■ ЗАДАНИЕ 1 ■
Выберите из записей все строки, где встречается слово «table», и перепишите их.

■ ИСХОДНЫЙ ТЕКСТ ■
============================================================
"не будем этого идиота расстреливать, давай возьмем его к себе рабом..."
d_v_sokolov — 05.06.2025
Читаем далее
"Записки" Димитрия Бологовского
- ультрамонархиста, правого радикала, участника похода отряда
Дроздовского из Ясс на Дон. Мне справедливо в частном порядке
заметили некоторые уважаемые мной читатели "белых" убеждений - что
чтиво занимательное, но кадр, однако - явно садист. Не особо
разбираюсь в диагнозах, но патология там явная просматривалась. Как
и фанатизм. Столь бескомпромиссно для себя все решить - и сразу же
вычеркнуть из числа тех, кому в принципе дозволено жить - людей,
пусть и исповедующих деструктивную идеологию, виновных в красном
терроре и других практиках ранней советской власти - случай
по-своему уникальный. Записки человека, который реально был машиной
уничтожения. Сверх-эффективной не только против красных, но и в
дальнейшем - против либералов, лиц, заподозренных в сепаратизме,
связях с еврейством и масонством, и просто людей из белого лагеря,
которые, по мнению Д.Бологовского, были недостаточно радикальны, и
либеральничали. Либерализм кадр ненавидел не менее, чем большевизм.
Даже имел некоторые проблемы в межреволюционный период, что ради
глума назвал свою собаку "Александр Федорович" - в честь
Керенского. Самого Керенского кадр, кстати, также вынашивал планы
убить. Причем, тогда, когда Керенский был уже полным банкротом,
мало кому интересным кроме убежденных ультра-либералов. Да и тем -
лишь в память о "славных днях Февраля..."
Момент же с собакой Дмитрий Борисович описывает в своих мемуарах
забавно:
"...я еще с августа месяца был предан корпусному
военно‑революционному суду. Преступление мое было огромно: свою
легавую собаку, приставшую ко мне
откуда‑то, я назвал «Александр Федорович». Она
отличалась тем, что не могла видеть равнодушно ни одного воробья и
начинала лаять. А так как было это в то время, когда
по фронту еще метался и бессвязно лепетал что‑то недоделанный
Наполеон, А.Ф. Керенский, то меня тут же и уличили в желании
вонзить нож в спину революции. Предложили переменить кличку. Но
собака так весело носилась из конца в конец по тому леску, где мы
стояли, так много и бессмысленно брехала, что мне жаль было менять
имя. В результате — военно‑революционный суд. Но судиться мне так и
не удалось — суд не хотел ехать ко мне, чтобы судить, а я не хотел
ехать к нему, чтобы судиться".
Я сравнивал ранее "Записки" Бологовского с тарантиновщиной, с
произведениями Эдварда Банкера, и с "Заводным апельсином"
Э.Берджесса. Так вот, сравнения оправданы. Особо - с "Заводным
апельсином". И если гипотетически эти мемуары хотя бы по мотивам
экранизировать - то это будет какой-то праздник ультранасилия,
черного юмора, откровенного глума и поехавших диалогов. Здесь, как
и в экранизации "Заводного апельсина" - уместен закадровый голос
мемуариста, глумливо повествующий о его похождениях по просторам
Юга России.
============================================================
■ ЗАДАНИЕ 2 ■
Какую кличку, согласно заметке о «Записках» Бологовского, он дал своей легавой собаке?
============================================================
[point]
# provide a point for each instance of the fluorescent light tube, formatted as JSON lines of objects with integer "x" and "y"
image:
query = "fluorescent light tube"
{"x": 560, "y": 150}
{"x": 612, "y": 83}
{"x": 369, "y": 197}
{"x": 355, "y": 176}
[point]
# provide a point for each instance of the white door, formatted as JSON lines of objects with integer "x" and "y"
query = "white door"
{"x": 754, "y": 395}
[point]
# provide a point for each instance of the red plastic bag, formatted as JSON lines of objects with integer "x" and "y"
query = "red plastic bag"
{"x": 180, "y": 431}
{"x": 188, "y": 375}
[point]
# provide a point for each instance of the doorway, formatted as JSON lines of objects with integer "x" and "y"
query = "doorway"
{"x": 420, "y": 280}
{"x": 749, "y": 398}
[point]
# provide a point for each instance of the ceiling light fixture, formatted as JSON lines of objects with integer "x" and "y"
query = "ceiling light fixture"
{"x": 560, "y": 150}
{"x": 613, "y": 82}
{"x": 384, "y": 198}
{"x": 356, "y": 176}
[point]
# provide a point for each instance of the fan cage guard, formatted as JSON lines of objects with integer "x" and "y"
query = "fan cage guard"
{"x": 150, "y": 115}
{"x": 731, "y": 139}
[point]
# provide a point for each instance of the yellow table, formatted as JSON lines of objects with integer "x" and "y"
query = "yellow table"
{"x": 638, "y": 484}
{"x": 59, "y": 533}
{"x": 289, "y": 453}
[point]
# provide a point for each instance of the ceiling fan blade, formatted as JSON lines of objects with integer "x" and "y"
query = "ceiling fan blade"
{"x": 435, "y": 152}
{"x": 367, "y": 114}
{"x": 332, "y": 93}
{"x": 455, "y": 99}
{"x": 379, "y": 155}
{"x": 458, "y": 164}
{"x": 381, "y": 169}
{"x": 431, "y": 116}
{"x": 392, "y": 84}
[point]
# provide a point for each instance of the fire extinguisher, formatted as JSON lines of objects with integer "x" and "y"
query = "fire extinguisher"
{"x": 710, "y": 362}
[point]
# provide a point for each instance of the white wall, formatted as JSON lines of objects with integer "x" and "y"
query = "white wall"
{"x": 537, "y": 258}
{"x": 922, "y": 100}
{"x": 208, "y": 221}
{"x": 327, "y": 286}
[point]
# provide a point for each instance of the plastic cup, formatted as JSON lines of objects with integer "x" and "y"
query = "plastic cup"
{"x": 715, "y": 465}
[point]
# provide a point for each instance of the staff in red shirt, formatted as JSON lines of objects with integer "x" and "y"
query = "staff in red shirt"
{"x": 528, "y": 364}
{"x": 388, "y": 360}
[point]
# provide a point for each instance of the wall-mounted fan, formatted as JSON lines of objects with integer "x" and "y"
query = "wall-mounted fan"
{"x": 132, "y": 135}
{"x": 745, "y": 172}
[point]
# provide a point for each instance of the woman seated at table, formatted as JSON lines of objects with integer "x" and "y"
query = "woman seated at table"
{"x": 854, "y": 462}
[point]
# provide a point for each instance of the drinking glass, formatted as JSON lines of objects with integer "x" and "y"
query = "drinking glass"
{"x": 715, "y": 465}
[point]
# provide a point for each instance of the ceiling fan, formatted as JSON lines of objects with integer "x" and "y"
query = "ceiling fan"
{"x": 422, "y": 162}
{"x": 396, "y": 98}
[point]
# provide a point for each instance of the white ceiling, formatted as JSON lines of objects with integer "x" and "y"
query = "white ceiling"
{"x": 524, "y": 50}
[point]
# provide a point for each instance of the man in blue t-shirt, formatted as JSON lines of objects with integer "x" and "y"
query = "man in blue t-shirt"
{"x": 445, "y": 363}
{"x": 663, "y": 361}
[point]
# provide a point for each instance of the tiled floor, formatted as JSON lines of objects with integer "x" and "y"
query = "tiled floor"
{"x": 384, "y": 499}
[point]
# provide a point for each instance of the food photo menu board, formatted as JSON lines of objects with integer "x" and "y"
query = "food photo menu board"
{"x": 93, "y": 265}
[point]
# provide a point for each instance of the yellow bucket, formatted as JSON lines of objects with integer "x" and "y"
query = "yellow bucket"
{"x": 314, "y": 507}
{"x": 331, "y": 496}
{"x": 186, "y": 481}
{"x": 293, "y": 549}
============================================================
■ ВЕРНЫЙ ОТВЕТ 1 ■
# provide a point for each instance of the yellow table, formatted as JSON lines of objects with integer "x" and "y"
query = "yellow table"
# provide a point for each instance of the woman seated at table, formatted as JSON lines of objects with integer "x" and "y"
query = "woman seated at table"

■ ВЕРНЫЙ ОТВЕТ 2 ■
«Александр Федорович».